> [WHAT THE TASK REQUIRES]
Pull out every line of the rows below that contains the string "blue". Case counts, so a line matches only if the letters have the same capitalization.

> [DATASET EXTRACT]
** start **

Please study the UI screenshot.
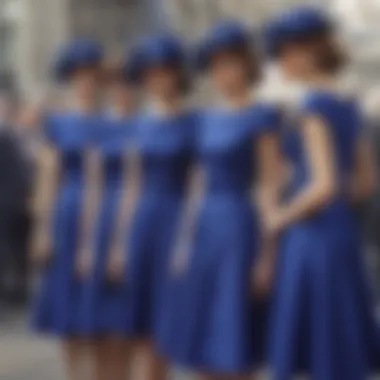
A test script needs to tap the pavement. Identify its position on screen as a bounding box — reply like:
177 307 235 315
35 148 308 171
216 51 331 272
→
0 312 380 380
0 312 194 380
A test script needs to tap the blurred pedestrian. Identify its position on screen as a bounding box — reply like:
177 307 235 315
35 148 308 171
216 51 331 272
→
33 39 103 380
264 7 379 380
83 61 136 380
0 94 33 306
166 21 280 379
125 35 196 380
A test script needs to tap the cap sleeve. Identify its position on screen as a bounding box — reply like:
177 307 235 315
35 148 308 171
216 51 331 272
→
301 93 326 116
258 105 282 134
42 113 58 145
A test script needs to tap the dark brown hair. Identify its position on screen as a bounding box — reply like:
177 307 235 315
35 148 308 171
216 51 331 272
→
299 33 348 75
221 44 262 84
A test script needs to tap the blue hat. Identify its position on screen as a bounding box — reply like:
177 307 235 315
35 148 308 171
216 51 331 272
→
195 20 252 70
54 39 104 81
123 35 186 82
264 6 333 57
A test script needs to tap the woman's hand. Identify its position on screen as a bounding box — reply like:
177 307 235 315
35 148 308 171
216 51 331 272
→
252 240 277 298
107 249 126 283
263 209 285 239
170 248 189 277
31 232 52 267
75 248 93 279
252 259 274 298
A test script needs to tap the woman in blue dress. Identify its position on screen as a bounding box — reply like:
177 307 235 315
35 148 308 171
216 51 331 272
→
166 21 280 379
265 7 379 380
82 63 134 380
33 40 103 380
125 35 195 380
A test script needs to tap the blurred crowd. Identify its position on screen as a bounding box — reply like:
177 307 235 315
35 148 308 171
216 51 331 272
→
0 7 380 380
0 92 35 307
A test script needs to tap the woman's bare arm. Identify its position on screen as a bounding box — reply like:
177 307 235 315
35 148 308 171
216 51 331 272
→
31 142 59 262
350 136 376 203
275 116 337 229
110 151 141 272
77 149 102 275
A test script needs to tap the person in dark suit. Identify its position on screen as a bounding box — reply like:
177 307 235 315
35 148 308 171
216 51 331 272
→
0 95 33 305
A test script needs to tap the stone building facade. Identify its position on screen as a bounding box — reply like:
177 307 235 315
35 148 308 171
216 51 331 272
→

** end **

> [WRITTEN SOLUTION]
A test script needs to tap the blue hat. Identify its position on screen as a bounding box — reply like:
A test script needs to tap the woman in blue dress. Identify its position on screen as a bounding box — reply like:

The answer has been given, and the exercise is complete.